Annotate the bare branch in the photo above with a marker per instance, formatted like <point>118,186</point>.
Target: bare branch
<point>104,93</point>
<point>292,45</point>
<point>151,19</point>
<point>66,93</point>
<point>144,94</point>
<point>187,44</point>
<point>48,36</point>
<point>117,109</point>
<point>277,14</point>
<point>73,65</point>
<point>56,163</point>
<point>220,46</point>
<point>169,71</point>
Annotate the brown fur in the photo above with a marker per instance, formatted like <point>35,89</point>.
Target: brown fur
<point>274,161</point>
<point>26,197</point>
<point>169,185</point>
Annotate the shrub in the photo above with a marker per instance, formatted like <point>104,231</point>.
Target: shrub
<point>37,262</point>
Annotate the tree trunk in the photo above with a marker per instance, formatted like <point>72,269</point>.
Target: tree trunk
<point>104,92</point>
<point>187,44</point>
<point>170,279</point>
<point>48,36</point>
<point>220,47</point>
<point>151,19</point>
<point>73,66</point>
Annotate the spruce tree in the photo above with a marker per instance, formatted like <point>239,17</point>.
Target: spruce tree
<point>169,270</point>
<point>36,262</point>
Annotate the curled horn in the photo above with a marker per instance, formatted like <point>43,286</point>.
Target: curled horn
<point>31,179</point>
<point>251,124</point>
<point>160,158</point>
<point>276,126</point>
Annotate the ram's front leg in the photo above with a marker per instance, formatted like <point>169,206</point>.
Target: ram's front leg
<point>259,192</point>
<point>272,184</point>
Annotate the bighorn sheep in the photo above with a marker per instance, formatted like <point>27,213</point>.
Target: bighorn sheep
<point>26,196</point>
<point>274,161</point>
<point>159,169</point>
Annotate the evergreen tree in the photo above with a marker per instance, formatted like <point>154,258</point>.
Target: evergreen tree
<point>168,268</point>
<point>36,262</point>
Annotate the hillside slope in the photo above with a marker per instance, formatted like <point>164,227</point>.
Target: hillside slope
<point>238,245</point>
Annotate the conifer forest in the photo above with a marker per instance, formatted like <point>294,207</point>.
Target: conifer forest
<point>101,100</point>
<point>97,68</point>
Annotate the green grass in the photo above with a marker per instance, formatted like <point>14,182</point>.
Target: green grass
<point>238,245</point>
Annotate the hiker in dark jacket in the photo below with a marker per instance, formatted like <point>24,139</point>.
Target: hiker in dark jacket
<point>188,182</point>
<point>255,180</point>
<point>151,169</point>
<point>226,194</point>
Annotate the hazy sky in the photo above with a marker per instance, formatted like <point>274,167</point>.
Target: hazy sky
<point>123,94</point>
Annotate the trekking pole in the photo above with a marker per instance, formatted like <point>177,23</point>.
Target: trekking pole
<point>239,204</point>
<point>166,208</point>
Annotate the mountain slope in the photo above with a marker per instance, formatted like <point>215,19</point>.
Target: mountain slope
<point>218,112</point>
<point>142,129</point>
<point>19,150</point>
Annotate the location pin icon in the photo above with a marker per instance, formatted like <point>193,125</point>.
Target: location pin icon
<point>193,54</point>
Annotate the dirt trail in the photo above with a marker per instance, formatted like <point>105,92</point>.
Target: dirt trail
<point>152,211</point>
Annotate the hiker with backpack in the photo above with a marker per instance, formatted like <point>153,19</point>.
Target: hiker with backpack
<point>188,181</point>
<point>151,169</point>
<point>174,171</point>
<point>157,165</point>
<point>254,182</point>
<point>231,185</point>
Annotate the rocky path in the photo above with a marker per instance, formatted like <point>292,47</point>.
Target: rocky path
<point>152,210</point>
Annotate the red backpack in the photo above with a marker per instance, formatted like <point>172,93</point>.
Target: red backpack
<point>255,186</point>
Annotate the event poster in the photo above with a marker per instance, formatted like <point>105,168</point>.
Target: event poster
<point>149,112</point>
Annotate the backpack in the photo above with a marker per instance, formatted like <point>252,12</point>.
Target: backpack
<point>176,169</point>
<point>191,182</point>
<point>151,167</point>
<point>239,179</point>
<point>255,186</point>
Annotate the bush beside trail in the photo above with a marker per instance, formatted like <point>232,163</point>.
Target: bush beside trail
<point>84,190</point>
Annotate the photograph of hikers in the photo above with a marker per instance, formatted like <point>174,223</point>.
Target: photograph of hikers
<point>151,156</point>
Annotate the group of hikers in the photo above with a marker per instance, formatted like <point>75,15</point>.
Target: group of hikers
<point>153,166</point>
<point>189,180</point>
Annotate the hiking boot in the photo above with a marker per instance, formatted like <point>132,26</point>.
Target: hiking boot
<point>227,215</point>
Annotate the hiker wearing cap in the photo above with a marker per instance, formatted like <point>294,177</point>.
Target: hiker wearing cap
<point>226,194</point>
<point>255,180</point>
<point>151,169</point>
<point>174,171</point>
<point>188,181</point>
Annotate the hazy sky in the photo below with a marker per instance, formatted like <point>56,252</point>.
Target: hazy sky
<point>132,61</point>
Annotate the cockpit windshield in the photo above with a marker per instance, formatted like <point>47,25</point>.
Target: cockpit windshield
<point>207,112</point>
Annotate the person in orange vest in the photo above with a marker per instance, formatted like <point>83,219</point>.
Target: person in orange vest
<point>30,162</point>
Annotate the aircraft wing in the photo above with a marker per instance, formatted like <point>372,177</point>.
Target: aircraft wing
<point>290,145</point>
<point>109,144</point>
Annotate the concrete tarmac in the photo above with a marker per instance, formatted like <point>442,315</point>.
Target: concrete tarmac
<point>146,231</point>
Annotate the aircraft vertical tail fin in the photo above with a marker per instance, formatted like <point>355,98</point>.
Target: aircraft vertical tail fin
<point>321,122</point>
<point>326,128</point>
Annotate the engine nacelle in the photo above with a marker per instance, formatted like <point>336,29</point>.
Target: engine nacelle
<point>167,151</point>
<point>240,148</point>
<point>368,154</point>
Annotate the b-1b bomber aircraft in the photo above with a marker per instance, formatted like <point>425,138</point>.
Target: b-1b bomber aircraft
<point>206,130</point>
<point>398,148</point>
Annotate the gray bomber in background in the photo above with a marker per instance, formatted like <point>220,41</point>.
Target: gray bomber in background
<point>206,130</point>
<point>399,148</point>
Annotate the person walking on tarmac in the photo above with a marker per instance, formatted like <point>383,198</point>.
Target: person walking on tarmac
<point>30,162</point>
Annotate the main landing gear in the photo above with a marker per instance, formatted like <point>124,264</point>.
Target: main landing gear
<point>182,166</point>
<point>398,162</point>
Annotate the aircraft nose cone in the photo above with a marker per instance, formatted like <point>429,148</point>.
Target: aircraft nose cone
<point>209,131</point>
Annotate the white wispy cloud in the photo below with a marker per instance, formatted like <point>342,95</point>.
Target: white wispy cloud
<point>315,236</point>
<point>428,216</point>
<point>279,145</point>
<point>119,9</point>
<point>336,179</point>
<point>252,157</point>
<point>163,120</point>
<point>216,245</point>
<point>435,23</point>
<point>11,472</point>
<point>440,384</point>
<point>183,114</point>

★ ★ ★ ★ ★ ★ ★

What needs to be done: Retype all of the material above line for line, changing nothing.

Exercise response:
Annotate the bare branch in the photo above with a marker per instance, formatted like <point>118,186</point>.
Target: bare branch
<point>104,93</point>
<point>292,45</point>
<point>151,19</point>
<point>66,93</point>
<point>144,94</point>
<point>187,44</point>
<point>48,36</point>
<point>117,109</point>
<point>277,14</point>
<point>73,65</point>
<point>56,163</point>
<point>220,46</point>
<point>169,71</point>
Annotate the brown fur in the photo above with a marker per instance, formatted like <point>35,89</point>.
Target: brown fur
<point>274,161</point>
<point>26,197</point>
<point>169,185</point>
Annotate the shrub in the photo above with a marker per instance, formatted like <point>104,231</point>.
Target: shrub
<point>37,262</point>
Annotate the tree trunk in the photo above with a marker per instance, formatted like <point>72,269</point>.
Target: tree trunk
<point>104,92</point>
<point>187,44</point>
<point>170,279</point>
<point>48,36</point>
<point>220,47</point>
<point>151,19</point>
<point>73,66</point>
Annotate the spruce tree in the photo above with a marker per instance, formatted like <point>239,17</point>.
Target: spruce tree
<point>169,270</point>
<point>36,262</point>
Annotate the curled horn in the photo above with a marker per instance, formatted like <point>43,286</point>.
Target: curled horn
<point>31,179</point>
<point>251,124</point>
<point>160,158</point>
<point>276,126</point>
Annotate the ram's front leg in the photo above with a marker per instance, formatted like <point>169,206</point>.
Target: ram's front leg
<point>259,192</point>
<point>272,184</point>
Annotate the bighorn sheep in the photo above with a marker per instance, formatted like <point>27,213</point>.
Target: bighorn sheep
<point>26,196</point>
<point>274,161</point>
<point>159,169</point>
Annotate the evergreen tree in the photo above with a marker per instance, formatted like <point>154,258</point>.
Target: evergreen tree
<point>168,268</point>
<point>36,262</point>
Annotate the hillside slope in the photo above with a marker per instance, formatted like <point>164,227</point>.
Target: hillside slope
<point>238,245</point>
Annotate the conifer forest in the photo above with a marker per instance, formatted like <point>294,207</point>.
Target: conifer forest
<point>101,100</point>
<point>97,68</point>
Annotate the green grass in the photo above with a marker per instance, formatted like <point>14,182</point>.
Target: green grass
<point>238,245</point>
Annotate the hiker in dark jacket in the photo below with a marker per instance, formatted like <point>24,139</point>.
Target: hiker in dark jacket
<point>188,182</point>
<point>255,180</point>
<point>151,169</point>
<point>226,194</point>
Annotate the hazy sky in the photo above with a marker per instance, formatted like <point>274,167</point>.
Target: hazy sky
<point>123,94</point>
Annotate the trekking pole in the photo above with a marker per instance, formatted like <point>177,23</point>.
Target: trekking pole
<point>239,204</point>
<point>166,208</point>
Annotate the mountain slope in the photo above with a marker per instance, formatted like <point>215,19</point>.
Target: mountain slope
<point>218,112</point>
<point>142,129</point>
<point>19,150</point>
Annotate the location pin icon in the photo above with a marker per instance, formatted like <point>193,125</point>.
Target: location pin icon
<point>193,54</point>
Annotate the dirt trail in the photo above with a marker per instance, formatted like <point>105,92</point>.
Target: dirt trail
<point>152,211</point>
Annotate the hiker with backpack in the photo above with a marker per instance, formatted like <point>153,19</point>.
Target: hiker with backpack
<point>188,181</point>
<point>151,169</point>
<point>174,171</point>
<point>157,165</point>
<point>254,182</point>
<point>231,185</point>
Annotate the rocky path in the photo above with a marker per instance, formatted like <point>292,47</point>.
Target: rocky path
<point>152,210</point>
Annotate the red backpack in the photo above with a marker per instance, formatted like <point>172,93</point>.
Target: red backpack
<point>255,186</point>
Annotate the event poster in the photo above with a marker per instance, formatted like <point>105,168</point>.
Target: event poster
<point>149,112</point>
Annotate the backpack in the photo above with a marker per instance, formatted like <point>252,12</point>.
Target: backpack
<point>176,169</point>
<point>191,182</point>
<point>151,167</point>
<point>239,179</point>
<point>255,186</point>
Annotate the bush beside trail in the photo above with a marker per instance, formatted like <point>232,163</point>.
Target: bush beside trail
<point>84,190</point>
Annotate the photograph of hikers in the photo above with a marker per instance, formatted like <point>174,223</point>.
Target: photograph of hikers
<point>151,156</point>
Annotate the group of hikers in the photo above with a marker per instance, formatted like <point>75,15</point>.
Target: group of hikers
<point>153,166</point>
<point>189,180</point>
Annotate the hiking boot in the photo above with a marker per instance, formatted like <point>132,26</point>.
Target: hiking boot
<point>227,215</point>
Annotate the hiker wearing cap in the photo above with a marker per instance, formatted like <point>294,177</point>.
Target: hiker wearing cap
<point>226,194</point>
<point>255,180</point>
<point>151,169</point>
<point>174,171</point>
<point>188,181</point>
Annotate the hazy sky in the photo below with a marker per instance, formatted like <point>56,252</point>.
Target: hazy sky
<point>132,61</point>
Annotate the cockpit windshield in the photo above with a marker per instance, formatted like <point>47,25</point>.
Target: cockpit windshield
<point>207,112</point>
Annotate the person in orange vest in the photo above with a marker per instance, formatted like <point>83,219</point>.
Target: person in orange vest
<point>30,162</point>
Annotate the aircraft wing in the photo above with a marker per instance, formatted like <point>372,177</point>.
Target: aircraft wing
<point>290,145</point>
<point>109,144</point>
Annotate the concrete tarmac in the photo above with a marker per instance, formatted like <point>442,315</point>.
Target: concrete tarmac
<point>146,231</point>
Annotate the aircraft vertical tail fin in the photo above with a marker per instance, formatted like <point>355,98</point>.
Target: aircraft vertical tail fin
<point>321,122</point>
<point>326,128</point>
Annotate the engine nacelle in the photo above with a marker per instance, formatted like <point>336,29</point>.
Target: engine nacelle
<point>167,151</point>
<point>240,148</point>
<point>368,154</point>
Annotate the b-1b bomber aircraft in the photo above with a marker per instance, formatted like <point>425,138</point>.
Target: b-1b bomber aircraft
<point>206,130</point>
<point>398,148</point>
Annotate the gray bomber in background in the photo above with a marker per instance, formatted like <point>220,41</point>.
Target: gray bomber in background
<point>206,130</point>
<point>399,148</point>
Annotate the person walking on tarmac in the photo above with a marker per instance, formatted like <point>383,198</point>.
Target: person walking on tarmac
<point>30,162</point>
Annotate the main landing gear in the photo above with a marker per instance, formatted like <point>124,264</point>.
Target: main landing gear
<point>182,166</point>
<point>398,162</point>
Annotate the aircraft nose cone in the photo above with a marker per instance, formatted like <point>429,148</point>.
Target: aircraft nose cone
<point>209,131</point>
Annotate the white wispy cloud in the photo below with a marker per instance, formatted like <point>342,95</point>.
Target: white wispy cloud
<point>315,236</point>
<point>428,216</point>
<point>279,145</point>
<point>119,9</point>
<point>336,179</point>
<point>252,157</point>
<point>163,120</point>
<point>216,245</point>
<point>435,23</point>
<point>11,472</point>
<point>440,384</point>
<point>183,114</point>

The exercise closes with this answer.